TASK DIRECTIONS:
Find every line in the material below that contains the word "lamp", and copy each one out in full.

DATA LISTING:
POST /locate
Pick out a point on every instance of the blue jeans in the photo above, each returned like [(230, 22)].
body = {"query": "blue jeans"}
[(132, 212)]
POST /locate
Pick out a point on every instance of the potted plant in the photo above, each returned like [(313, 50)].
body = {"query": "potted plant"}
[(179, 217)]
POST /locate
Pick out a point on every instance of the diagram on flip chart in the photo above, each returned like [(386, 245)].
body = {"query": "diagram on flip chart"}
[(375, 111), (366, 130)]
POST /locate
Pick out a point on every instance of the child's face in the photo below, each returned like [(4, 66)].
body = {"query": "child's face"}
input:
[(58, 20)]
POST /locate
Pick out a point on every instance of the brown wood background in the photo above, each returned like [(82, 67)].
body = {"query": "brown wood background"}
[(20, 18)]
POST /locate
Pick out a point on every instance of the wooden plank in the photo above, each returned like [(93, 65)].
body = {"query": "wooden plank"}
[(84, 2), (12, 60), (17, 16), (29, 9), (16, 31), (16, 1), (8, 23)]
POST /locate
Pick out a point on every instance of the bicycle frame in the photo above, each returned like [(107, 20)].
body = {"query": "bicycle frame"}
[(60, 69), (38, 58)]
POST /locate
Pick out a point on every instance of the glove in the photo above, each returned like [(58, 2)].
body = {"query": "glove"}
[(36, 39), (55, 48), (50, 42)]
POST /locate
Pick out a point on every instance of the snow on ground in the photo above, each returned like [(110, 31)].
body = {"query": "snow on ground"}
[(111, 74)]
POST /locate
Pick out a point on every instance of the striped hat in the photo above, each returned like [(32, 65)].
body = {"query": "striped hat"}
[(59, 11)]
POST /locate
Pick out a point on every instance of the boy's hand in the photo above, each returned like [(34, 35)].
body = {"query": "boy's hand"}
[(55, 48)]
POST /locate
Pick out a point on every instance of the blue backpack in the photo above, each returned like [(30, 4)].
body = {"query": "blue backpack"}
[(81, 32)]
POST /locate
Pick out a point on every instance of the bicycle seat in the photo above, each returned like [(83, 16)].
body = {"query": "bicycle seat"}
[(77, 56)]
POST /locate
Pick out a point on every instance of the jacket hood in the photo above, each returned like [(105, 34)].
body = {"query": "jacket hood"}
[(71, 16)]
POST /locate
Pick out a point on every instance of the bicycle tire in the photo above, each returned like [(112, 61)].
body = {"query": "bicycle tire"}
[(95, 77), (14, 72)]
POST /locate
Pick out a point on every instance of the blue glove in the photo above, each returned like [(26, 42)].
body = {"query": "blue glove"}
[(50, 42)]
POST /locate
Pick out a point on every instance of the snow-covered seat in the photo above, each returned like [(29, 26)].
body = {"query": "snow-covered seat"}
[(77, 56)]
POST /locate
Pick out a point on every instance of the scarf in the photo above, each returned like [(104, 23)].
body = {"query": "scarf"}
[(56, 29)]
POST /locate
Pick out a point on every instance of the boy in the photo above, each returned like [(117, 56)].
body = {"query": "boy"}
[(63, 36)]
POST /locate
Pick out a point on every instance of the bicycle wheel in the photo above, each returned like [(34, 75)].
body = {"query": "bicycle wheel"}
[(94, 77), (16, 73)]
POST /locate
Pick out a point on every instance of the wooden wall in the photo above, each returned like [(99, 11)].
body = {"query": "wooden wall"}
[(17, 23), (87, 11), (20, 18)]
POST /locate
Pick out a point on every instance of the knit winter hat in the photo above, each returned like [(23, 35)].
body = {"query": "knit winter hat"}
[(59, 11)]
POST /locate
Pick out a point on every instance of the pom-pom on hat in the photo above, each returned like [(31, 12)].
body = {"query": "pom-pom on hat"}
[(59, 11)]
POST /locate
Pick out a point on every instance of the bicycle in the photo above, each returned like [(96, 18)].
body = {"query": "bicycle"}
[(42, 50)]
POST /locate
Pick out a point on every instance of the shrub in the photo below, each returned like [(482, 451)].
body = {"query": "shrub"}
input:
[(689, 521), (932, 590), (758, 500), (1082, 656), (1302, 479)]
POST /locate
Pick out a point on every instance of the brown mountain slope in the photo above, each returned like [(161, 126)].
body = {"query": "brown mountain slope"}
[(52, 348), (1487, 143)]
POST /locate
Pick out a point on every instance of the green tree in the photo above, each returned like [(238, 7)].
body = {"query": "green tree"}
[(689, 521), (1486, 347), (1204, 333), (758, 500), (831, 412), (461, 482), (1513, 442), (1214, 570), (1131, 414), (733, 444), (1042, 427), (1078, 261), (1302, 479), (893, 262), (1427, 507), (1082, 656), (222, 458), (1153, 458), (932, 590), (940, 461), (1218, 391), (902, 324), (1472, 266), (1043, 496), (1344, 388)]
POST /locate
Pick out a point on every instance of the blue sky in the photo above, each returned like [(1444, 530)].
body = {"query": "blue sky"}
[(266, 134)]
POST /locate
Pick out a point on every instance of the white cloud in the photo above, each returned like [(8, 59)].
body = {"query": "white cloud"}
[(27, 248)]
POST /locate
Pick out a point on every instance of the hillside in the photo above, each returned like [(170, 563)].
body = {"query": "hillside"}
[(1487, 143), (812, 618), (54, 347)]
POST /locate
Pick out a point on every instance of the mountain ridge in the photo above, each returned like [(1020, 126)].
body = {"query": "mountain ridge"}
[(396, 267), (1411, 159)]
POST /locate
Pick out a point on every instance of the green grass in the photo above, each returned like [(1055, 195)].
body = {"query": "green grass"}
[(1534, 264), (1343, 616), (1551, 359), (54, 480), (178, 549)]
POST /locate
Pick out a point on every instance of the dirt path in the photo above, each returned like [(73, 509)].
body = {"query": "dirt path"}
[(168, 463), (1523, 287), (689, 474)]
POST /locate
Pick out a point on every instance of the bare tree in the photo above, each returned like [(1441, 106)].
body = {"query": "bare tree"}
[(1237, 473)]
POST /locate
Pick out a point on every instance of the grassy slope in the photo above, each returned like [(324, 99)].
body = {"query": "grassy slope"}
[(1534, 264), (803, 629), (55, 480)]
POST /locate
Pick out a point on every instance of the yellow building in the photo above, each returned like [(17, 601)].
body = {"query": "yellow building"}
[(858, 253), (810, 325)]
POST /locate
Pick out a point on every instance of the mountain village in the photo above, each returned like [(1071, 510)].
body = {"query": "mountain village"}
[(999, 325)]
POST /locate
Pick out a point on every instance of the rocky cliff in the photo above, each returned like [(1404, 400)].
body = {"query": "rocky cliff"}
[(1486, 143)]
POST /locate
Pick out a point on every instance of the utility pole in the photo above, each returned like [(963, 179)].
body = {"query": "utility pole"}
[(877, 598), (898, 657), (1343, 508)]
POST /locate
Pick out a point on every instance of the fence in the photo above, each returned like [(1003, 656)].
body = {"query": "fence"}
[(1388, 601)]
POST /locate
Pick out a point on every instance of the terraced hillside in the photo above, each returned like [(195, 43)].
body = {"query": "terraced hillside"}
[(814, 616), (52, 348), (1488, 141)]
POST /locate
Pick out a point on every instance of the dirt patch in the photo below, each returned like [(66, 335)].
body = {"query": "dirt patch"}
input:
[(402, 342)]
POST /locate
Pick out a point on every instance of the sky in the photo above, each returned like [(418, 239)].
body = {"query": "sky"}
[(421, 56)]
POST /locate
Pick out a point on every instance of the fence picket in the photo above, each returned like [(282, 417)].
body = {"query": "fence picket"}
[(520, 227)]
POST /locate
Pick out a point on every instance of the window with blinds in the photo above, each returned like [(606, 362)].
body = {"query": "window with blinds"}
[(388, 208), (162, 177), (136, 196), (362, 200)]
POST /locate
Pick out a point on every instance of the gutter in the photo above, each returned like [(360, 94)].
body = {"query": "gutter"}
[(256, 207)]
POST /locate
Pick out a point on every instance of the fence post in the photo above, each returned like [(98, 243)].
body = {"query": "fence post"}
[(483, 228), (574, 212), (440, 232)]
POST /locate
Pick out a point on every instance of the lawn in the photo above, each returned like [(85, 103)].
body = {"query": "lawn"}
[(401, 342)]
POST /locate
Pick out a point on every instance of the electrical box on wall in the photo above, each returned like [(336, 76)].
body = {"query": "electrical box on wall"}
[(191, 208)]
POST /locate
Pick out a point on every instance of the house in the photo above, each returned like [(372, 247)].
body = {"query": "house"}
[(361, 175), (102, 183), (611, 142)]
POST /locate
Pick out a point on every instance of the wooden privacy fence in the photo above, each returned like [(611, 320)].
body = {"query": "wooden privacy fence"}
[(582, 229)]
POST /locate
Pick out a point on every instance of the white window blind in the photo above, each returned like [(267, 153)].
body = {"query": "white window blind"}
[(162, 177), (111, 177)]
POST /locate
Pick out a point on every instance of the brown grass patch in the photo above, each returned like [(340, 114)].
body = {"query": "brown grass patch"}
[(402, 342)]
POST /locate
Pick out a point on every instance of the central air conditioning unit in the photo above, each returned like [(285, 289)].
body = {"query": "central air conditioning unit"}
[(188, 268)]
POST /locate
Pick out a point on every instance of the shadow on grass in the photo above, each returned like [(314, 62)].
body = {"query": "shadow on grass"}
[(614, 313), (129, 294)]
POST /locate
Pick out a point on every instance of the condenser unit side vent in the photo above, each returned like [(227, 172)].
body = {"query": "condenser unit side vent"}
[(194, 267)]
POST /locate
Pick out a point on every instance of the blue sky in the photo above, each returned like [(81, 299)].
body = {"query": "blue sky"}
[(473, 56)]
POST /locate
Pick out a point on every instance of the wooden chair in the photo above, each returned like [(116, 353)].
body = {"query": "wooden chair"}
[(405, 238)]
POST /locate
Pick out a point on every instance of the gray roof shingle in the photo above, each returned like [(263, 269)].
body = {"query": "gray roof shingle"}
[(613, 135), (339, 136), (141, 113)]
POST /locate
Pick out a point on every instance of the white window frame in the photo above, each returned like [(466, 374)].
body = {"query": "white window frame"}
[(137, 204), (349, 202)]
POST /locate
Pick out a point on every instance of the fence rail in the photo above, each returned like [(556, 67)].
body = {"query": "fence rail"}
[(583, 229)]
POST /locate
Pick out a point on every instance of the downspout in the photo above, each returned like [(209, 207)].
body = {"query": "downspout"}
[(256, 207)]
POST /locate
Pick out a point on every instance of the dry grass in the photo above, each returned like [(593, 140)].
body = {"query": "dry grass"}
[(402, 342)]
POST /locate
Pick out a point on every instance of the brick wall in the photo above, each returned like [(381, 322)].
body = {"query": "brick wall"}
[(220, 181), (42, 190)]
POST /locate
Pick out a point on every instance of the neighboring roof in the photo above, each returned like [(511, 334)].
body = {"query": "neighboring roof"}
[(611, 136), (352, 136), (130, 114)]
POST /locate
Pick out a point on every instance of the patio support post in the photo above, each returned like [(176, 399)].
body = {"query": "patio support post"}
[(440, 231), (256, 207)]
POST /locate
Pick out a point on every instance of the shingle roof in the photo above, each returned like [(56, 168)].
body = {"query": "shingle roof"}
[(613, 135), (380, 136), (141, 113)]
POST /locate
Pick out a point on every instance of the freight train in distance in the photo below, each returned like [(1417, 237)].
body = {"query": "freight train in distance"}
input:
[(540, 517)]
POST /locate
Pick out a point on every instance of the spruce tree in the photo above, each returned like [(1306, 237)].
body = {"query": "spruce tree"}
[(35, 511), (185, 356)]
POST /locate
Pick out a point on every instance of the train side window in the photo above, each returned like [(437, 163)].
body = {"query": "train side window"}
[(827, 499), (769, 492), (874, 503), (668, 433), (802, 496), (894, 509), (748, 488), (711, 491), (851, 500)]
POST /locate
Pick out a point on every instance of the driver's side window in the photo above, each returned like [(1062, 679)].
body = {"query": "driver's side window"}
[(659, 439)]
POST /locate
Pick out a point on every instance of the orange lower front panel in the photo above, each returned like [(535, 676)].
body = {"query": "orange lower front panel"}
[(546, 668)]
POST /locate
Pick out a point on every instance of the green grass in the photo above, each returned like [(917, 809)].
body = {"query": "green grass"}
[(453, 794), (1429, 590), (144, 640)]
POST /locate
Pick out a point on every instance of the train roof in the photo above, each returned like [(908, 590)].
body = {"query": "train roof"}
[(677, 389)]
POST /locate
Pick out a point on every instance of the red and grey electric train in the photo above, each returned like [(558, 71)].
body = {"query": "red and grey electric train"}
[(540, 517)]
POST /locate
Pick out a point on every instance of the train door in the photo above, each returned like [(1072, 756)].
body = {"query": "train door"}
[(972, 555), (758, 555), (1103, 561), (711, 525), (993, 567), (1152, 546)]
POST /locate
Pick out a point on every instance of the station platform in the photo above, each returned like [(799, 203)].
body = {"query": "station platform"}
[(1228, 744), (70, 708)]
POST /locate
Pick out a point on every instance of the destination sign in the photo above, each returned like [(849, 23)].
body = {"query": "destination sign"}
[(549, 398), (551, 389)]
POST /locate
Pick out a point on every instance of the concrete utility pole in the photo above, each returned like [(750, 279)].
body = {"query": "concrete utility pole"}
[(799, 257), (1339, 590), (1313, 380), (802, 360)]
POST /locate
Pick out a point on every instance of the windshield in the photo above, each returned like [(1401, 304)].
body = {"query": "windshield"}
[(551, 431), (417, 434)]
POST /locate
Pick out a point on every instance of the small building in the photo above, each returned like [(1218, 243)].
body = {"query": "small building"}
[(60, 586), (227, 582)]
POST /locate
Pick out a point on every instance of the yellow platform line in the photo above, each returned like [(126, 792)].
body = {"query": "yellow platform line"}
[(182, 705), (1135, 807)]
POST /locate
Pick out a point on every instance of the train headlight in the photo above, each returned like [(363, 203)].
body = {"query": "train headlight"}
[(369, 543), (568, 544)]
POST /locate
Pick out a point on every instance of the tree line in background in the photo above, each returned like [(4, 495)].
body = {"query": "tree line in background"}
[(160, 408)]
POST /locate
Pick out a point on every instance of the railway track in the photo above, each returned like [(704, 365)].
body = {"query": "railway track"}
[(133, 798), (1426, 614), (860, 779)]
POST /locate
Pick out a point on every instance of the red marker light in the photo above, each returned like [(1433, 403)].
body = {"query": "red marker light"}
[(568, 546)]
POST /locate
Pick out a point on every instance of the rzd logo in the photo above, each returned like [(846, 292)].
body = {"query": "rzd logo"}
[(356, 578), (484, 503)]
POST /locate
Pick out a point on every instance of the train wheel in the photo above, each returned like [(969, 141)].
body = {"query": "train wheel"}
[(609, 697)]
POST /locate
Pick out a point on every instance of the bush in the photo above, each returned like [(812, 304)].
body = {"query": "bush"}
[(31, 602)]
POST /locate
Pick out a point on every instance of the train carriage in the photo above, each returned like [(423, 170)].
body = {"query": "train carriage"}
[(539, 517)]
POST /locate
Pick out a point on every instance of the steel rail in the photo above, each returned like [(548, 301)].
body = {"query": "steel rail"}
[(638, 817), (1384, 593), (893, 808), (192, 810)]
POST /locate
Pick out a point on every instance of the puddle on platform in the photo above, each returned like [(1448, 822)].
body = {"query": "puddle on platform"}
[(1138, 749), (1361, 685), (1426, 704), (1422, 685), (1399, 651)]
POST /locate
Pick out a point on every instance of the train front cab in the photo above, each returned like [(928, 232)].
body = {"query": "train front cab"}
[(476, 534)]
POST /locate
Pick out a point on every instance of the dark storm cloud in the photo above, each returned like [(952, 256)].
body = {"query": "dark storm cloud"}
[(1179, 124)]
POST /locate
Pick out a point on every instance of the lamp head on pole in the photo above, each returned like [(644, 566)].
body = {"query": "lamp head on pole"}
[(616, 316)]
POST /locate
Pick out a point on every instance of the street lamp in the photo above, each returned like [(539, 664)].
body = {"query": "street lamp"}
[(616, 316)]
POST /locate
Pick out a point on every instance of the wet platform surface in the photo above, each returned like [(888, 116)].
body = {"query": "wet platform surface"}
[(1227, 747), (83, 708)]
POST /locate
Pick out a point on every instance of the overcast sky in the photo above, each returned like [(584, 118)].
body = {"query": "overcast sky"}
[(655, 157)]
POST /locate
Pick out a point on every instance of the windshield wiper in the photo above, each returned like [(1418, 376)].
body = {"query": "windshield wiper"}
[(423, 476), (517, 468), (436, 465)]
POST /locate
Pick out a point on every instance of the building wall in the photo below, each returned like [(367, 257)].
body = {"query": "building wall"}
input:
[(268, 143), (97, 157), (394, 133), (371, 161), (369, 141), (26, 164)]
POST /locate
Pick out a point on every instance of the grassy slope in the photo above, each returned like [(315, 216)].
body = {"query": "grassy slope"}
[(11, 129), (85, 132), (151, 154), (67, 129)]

EXERCISE ANSWER:
Pick out a point on every instance of the lamp head on pole in the photo above, each returned like [(644, 566)].
body = {"query": "lamp head on pole"}
Pick out a point on every instance of the street lamp in the photo above, each returned like [(539, 664)].
body = {"query": "street lamp"}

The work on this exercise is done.